:: Page text

Soroush Shabahang, a graduate student in CREOL (The College of Optics & Photonics), made the finding that could ultimately change the way pharmaceuticals are produced and delivered.
The discovery was based on using heat to break up long, thin fibers into tiny, proportionally sized seeds, which have the capability to hold multiple types of materials locked in place. The work, published in the July 18 issue of Nature, opens the door to a world of applications.
Craig Arnold, associate professor of Mechanical and Aerospace Engineering at Princeton University and an expert in laser material interactions who did not work on the project, said no one else in the field has been able to accomplish this feat.
With a new non-chemical method of creating identical particles of any size in large quantities, "the possible applications are up to your imagination," Arnold said.
The most immediate prospect is the creation of particles capable of drug delivery that could, for example, combine different agents for fighting a tumor. Or it could combine a time-release component with medications that will only activate once they reach their target-infected cells.
"With this approach you can make a very sophisticated structure with no more effort than creating the simplest of structures," said Ayman Abouraddy, an assistant professor at CREOL and Shabahang's mentor and advisor. Abouraddy has spent his career, first at the Massachusetts Institute of Technology and now at UCF, studying the fabrication of multimaterial fibers.
The technique relies on heat to break molten fibers into spherical droplets. Imagine water dripping from a faucet. Glass fibers are perhaps best known as the cylindrical cables that transmit digital information over long distances. For year, scientists have been looking for ways to improve the purity of glass fibers to allow for faster, disruption-free transmission of light waves.
Shabahang and fellow graduate student Joshua Kaufman were working on just such a project, heating and stretching glass fiber on a homemade tapering machine. Shabahang noticed that instead of the desired result of making the center of the cable thinner, the material actually broke apart into multiple miniature spheres.
"It was kind of a failure to me," Shabahang said.
However, when Abouraddy heard what had happened he knew right away that this "mistake" was a major breakthrough.

::::
:: Data to examine

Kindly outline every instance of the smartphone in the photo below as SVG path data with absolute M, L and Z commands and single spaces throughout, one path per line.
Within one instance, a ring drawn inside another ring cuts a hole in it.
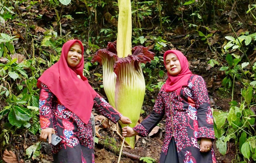
M 56 134 L 52 134 L 52 141 L 51 142 L 51 144 L 53 145 L 57 145 L 58 143 L 60 142 L 62 139 L 58 137 Z M 49 139 L 47 138 L 46 139 L 47 141 L 48 141 Z

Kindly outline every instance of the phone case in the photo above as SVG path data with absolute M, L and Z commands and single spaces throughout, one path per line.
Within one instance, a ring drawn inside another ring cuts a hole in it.
M 51 142 L 51 144 L 53 145 L 56 145 L 60 143 L 61 141 L 61 140 L 62 140 L 61 138 L 56 134 L 52 134 L 52 141 Z M 49 141 L 48 138 L 47 138 L 47 141 Z

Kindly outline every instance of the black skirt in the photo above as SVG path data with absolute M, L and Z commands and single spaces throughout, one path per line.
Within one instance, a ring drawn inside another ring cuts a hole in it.
M 169 144 L 169 147 L 167 151 L 167 154 L 165 157 L 165 159 L 164 160 L 161 160 L 161 157 L 162 158 L 162 160 L 164 159 L 164 157 L 160 157 L 159 161 L 160 163 L 179 163 L 177 148 L 173 137 L 172 138 Z

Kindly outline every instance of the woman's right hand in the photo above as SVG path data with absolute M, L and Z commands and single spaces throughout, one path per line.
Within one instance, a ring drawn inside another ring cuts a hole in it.
M 122 135 L 124 137 L 131 137 L 139 135 L 139 133 L 133 130 L 132 128 L 128 126 L 122 128 Z
M 52 141 L 52 134 L 55 133 L 55 130 L 53 128 L 46 128 L 41 130 L 40 134 L 40 140 L 46 142 L 47 138 L 49 144 Z

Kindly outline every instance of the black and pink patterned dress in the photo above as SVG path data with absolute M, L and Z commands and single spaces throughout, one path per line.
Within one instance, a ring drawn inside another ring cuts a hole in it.
M 201 138 L 215 138 L 209 98 L 203 78 L 191 76 L 179 96 L 176 91 L 166 92 L 164 88 L 158 93 L 153 111 L 133 130 L 146 137 L 165 115 L 165 136 L 159 162 L 172 162 L 165 159 L 173 137 L 179 163 L 215 163 L 213 149 L 201 152 L 197 143 Z
M 97 111 L 114 123 L 117 123 L 122 116 L 121 114 L 98 94 L 94 101 L 93 107 Z M 76 115 L 61 104 L 47 86 L 42 83 L 39 109 L 41 128 L 54 128 L 56 134 L 62 139 L 56 145 L 52 145 L 54 163 L 94 162 L 91 121 L 87 124 L 84 123 Z

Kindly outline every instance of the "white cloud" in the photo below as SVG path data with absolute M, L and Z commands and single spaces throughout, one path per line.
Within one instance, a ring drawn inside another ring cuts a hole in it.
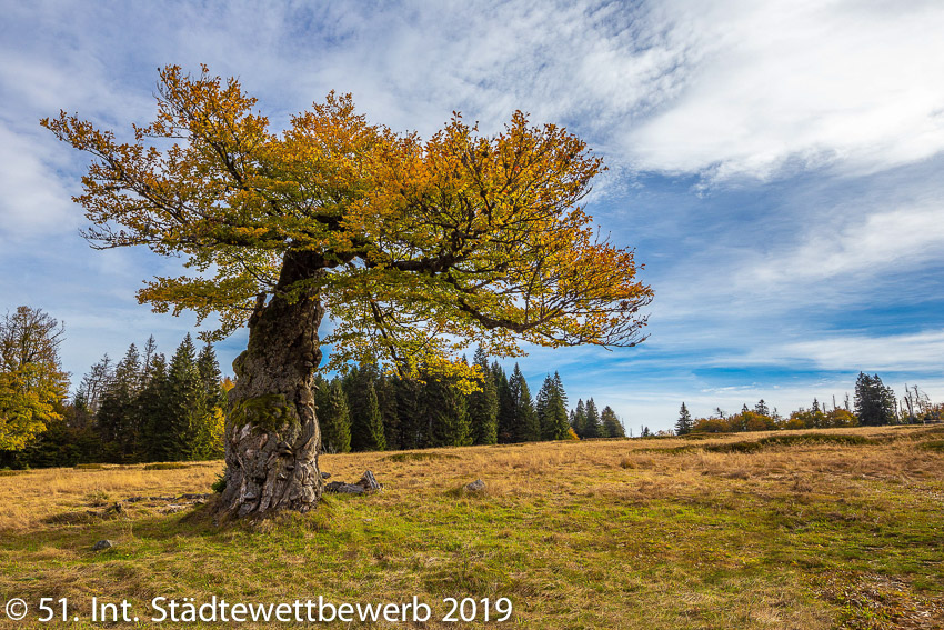
M 815 226 L 799 247 L 754 260 L 745 273 L 749 284 L 779 287 L 784 282 L 843 278 L 866 280 L 890 269 L 944 259 L 944 202 L 886 212 L 846 217 L 838 231 Z
M 809 361 L 822 370 L 938 371 L 942 357 L 944 330 L 928 330 L 910 334 L 820 336 L 811 341 L 757 349 L 743 363 Z
M 641 169 L 771 178 L 872 172 L 944 148 L 944 7 L 675 2 L 703 51 L 684 93 L 630 129 Z

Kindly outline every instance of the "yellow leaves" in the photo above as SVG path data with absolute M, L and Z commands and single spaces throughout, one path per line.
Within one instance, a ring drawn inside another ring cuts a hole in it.
M 640 340 L 652 291 L 631 251 L 596 240 L 579 203 L 603 164 L 565 129 L 519 111 L 482 137 L 454 113 L 424 141 L 370 124 L 331 92 L 279 137 L 237 80 L 205 67 L 160 77 L 157 119 L 131 143 L 64 112 L 43 121 L 96 158 L 77 199 L 93 246 L 184 253 L 197 271 L 149 282 L 139 300 L 155 310 L 218 312 L 219 337 L 257 296 L 314 289 L 335 363 L 365 356 L 452 374 L 473 341 L 511 356 L 522 339 Z M 299 251 L 318 264 L 283 286 L 282 258 Z

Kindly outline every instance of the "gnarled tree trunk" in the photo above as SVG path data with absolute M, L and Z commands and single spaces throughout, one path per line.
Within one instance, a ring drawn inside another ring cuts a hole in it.
M 307 512 L 321 498 L 321 432 L 311 387 L 324 309 L 314 289 L 291 302 L 283 291 L 323 272 L 317 254 L 287 253 L 275 294 L 268 304 L 260 300 L 249 320 L 249 347 L 233 361 L 227 487 L 218 509 L 224 518 Z

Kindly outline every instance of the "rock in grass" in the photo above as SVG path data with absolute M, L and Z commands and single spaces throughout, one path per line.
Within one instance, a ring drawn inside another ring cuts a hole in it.
M 472 481 L 471 483 L 465 484 L 465 491 L 466 492 L 483 492 L 484 490 L 485 490 L 485 482 L 482 481 L 481 479 L 476 479 L 475 481 Z
M 355 486 L 354 483 L 343 483 L 341 481 L 332 481 L 328 486 L 324 487 L 325 492 L 333 492 L 335 494 L 363 494 L 364 489 L 360 486 Z
M 383 490 L 383 484 L 379 483 L 374 478 L 373 472 L 370 470 L 365 470 L 361 476 L 360 480 L 358 480 L 358 486 L 363 488 L 368 492 L 375 492 L 378 490 Z

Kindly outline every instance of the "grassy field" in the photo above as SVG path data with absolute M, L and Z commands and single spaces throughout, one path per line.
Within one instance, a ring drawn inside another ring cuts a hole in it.
M 785 436 L 789 438 L 784 439 Z M 0 472 L 0 604 L 154 597 L 334 603 L 509 598 L 508 628 L 942 628 L 944 428 L 746 433 L 325 456 L 385 490 L 217 528 L 220 462 Z M 480 494 L 461 490 L 476 478 Z M 93 551 L 101 539 L 112 549 Z M 57 614 L 61 614 L 58 611 Z M 494 612 L 493 612 L 494 614 Z M 482 613 L 479 611 L 479 619 Z M 64 623 L 59 623 L 64 626 Z M 163 627 L 202 628 L 201 623 Z M 211 624 L 210 624 L 211 626 Z M 128 624 L 128 627 L 131 627 Z M 265 624 L 243 623 L 244 628 Z M 358 622 L 344 627 L 361 627 Z M 379 622 L 371 627 L 393 627 Z

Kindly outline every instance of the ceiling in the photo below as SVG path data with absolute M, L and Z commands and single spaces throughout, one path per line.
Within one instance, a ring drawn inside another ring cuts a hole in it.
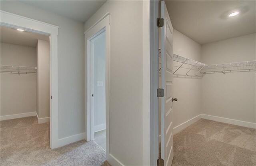
M 49 36 L 26 31 L 19 31 L 16 29 L 1 26 L 1 42 L 29 47 L 36 47 L 38 39 L 49 41 Z
M 165 2 L 174 28 L 200 44 L 256 32 L 256 1 Z
M 22 2 L 83 23 L 106 0 L 25 0 Z

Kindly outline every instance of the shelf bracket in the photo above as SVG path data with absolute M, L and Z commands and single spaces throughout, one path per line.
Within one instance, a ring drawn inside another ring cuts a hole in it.
M 188 72 L 187 72 L 186 73 L 186 75 L 187 76 L 188 76 L 188 72 L 189 72 L 189 71 L 190 71 L 190 70 L 192 70 L 192 69 L 194 67 L 195 67 L 195 66 L 196 66 L 196 65 L 198 63 L 198 62 L 196 62 L 196 64 L 195 64 L 195 65 L 194 65 L 194 66 L 193 66 L 193 67 L 192 67 L 192 68 L 191 69 L 190 69 L 189 70 L 188 70 Z
M 198 76 L 198 75 L 196 75 L 196 74 L 197 74 L 197 73 L 198 73 L 200 71 L 201 71 L 201 70 L 202 70 L 202 69 L 203 69 L 203 68 L 204 68 L 204 67 L 205 67 L 205 65 L 204 66 L 203 66 L 202 68 L 201 68 L 200 69 L 200 70 L 199 70 L 198 71 L 198 72 L 196 72 L 196 74 L 195 74 L 195 76 L 197 76 L 198 77 L 200 77 L 201 76 Z
M 224 66 L 223 65 L 223 64 L 222 64 L 222 67 L 223 68 L 223 70 L 224 71 L 223 72 L 222 71 L 222 72 L 223 73 L 224 75 L 226 75 L 226 72 L 225 71 L 225 68 L 224 68 Z
M 181 67 L 183 65 L 183 64 L 184 64 L 184 63 L 186 62 L 186 61 L 187 61 L 187 60 L 188 60 L 188 59 L 186 59 L 186 60 L 185 60 L 185 61 L 184 61 L 184 62 L 183 63 L 182 63 L 182 64 L 181 64 L 181 65 L 180 66 L 180 67 L 179 67 L 177 69 L 177 70 L 175 70 L 175 71 L 173 73 L 173 74 L 175 73 L 175 72 L 177 72 L 177 70 L 179 70 L 179 69 L 180 68 L 180 67 Z

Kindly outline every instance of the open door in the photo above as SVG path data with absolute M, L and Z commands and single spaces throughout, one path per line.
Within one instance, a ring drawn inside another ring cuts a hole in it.
M 164 96 L 161 98 L 161 154 L 164 165 L 171 166 L 173 158 L 172 110 L 173 28 L 164 1 L 161 2 L 161 18 L 164 19 L 164 26 L 161 28 L 160 36 L 161 86 L 164 91 Z

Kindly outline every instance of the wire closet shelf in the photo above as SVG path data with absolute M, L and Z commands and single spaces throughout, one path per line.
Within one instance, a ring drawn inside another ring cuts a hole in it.
M 160 64 L 161 50 L 159 50 L 158 52 L 158 61 Z M 256 72 L 256 60 L 209 65 L 175 54 L 173 54 L 173 60 L 178 62 L 176 64 L 179 64 L 178 66 L 173 66 L 175 68 L 173 74 L 177 77 L 201 78 L 209 74 L 223 73 L 226 75 L 227 73 Z M 186 65 L 186 67 L 184 67 L 184 64 Z M 189 68 L 188 67 L 190 66 Z M 180 69 L 182 68 L 181 71 Z M 195 71 L 196 73 L 191 75 L 192 70 Z M 182 74 L 179 72 L 178 74 L 178 71 L 182 72 Z
M 16 66 L 0 65 L 1 73 L 36 74 L 37 68 L 35 67 L 18 66 Z

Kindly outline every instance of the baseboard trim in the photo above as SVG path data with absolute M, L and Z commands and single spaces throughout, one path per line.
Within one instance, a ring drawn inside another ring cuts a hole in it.
M 113 156 L 112 154 L 110 153 L 106 154 L 106 160 L 108 161 L 108 162 L 111 164 L 112 166 L 124 166 L 124 165 Z
M 38 124 L 40 123 L 46 123 L 47 122 L 50 122 L 50 117 L 46 117 L 46 118 L 39 118 L 38 117 L 38 115 L 37 114 L 37 112 L 36 112 L 36 116 L 37 116 L 37 122 Z
M 106 129 L 106 124 L 101 124 L 94 126 L 94 132 L 97 132 Z
M 58 145 L 57 147 L 59 148 L 71 144 L 71 143 L 84 140 L 85 135 L 85 133 L 84 132 L 63 138 L 59 139 L 58 140 Z
M 228 123 L 229 124 L 234 124 L 241 126 L 254 129 L 256 128 L 256 123 L 254 123 L 235 120 L 234 119 L 229 119 L 228 118 L 222 118 L 218 116 L 213 116 L 212 115 L 206 115 L 205 114 L 202 114 L 202 118 L 203 119 L 214 120 L 214 121 Z
M 23 113 L 22 114 L 14 114 L 12 115 L 4 115 L 0 116 L 0 120 L 9 120 L 10 119 L 17 119 L 29 116 L 35 116 L 36 112 Z
M 197 122 L 197 121 L 199 120 L 202 118 L 201 115 L 202 114 L 198 115 L 197 116 L 195 116 L 192 118 L 190 119 L 189 120 L 184 122 L 184 123 L 182 123 L 179 125 L 173 128 L 174 134 L 180 132 L 186 127 L 190 125 L 191 125 L 196 122 Z

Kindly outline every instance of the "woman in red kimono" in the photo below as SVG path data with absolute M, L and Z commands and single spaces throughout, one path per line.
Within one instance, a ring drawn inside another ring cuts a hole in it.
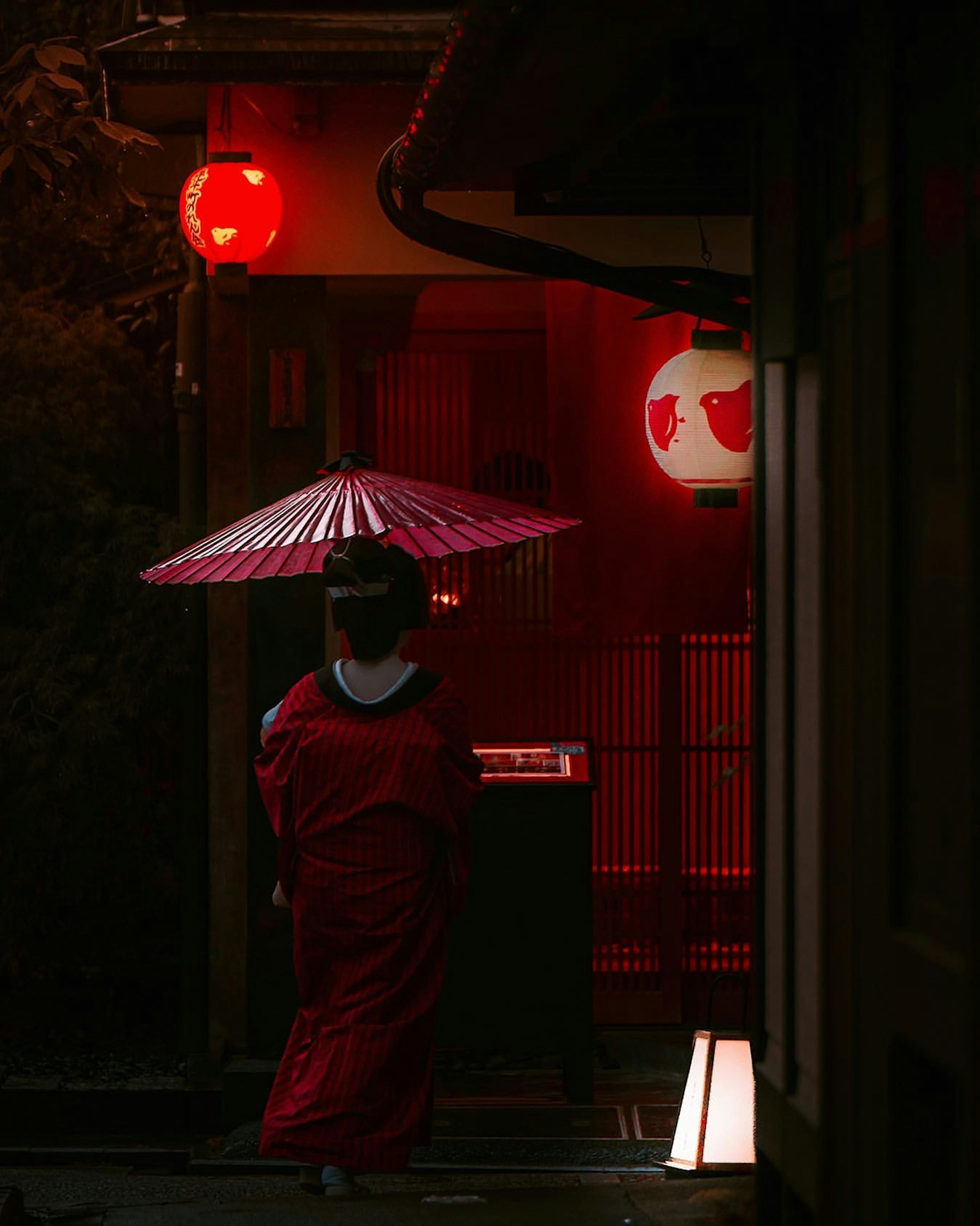
M 434 1013 L 480 760 L 452 683 L 399 656 L 429 618 L 415 559 L 353 537 L 325 579 L 353 660 L 289 690 L 255 763 L 300 999 L 258 1152 L 305 1163 L 309 1190 L 352 1195 L 366 1190 L 354 1172 L 402 1171 L 431 1137 Z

::::

Work item A:
Reproduce the article about the fiber discovery word for word, starting at "The technique relies" and ending at "a major breakthrough.".
Work item B:
Carry on writing the article about the fiber discovery, picking up right after its last sentence.

Task output A:
The technique relies on heat to break molten fibers into spherical droplets. Imagine water dripping from a faucet. Glass fibers are perhaps best known as the cylindrical cables that transmit digital information over long distances. For year, scientists have been looking for ways to improve the purity of glass fibers to allow for faster, disruption-free transmission of light waves.
Shabahang and fellow graduate student Joshua Kaufman were working on just such a project, heating and stretching glass fiber on a homemade tapering machine. Shabahang noticed that instead of the desired result of making the center of the cable thinner, the material actually broke apart into multiple miniature spheres.
"It was kind of a failure to me," Shabahang said.
However, when Abouraddy heard what had happened he knew right away that this "mistake" was a major breakthrough.

Task output B:
While at MIT, Abouraddy and his mentor, Yoel Fink, a professor of materials science and current director of MIT's Research Laboratory of Electronics, said they were told by a theoretician that molten optical fiber should align with a process known as Rayleigh instability, which explains what causes a falling stream of fluid to break into droplets.
At the time, the MIT group was focused on producing fibers containing multiple materials. The team produced fibers by heating a scale model called a "preform" and stretching it apart much the way taffy is made. The process is known as thermal drawing.
Shabahang's experiment shows that by heating and then cooling multimaterial fibers, the theoretical became reality. Uniform particles that look like droplets are produced. Moreover, Shabahang demonstrated that once the spheres form, additional materials can be added and locked into place like LEGO building blocks, resulting in particles with sophisticated internal structures.
Especially significant is the creation of "beach ball" particles consisting of two different materials melded together in alternating fashion, similar to the stripes on a beach ball.
Kaufman, Shabahang and Abouraddy contributed to the Nature article in addition to Guangming Tao from CREOL, UCF; Esmaeil-Hooman Banaei from the Department of Electrical Engineering & Computer Science, UCF; Daosheng S. Deng, Department of Chemical Engineering, MIT; Xiangdong Liang, Department of Mathematics, MIT; Steven G. Johnson, Department of Mathematics, MIT; and Yoel Fink from MIT.
Some of the funding for the project was made available by the National Science Foundation, the Oak Ridge Associated Universities through a Ralph E. Powe Junior Faculty Enhancement Award, and the Air Force Office of Scientific Research.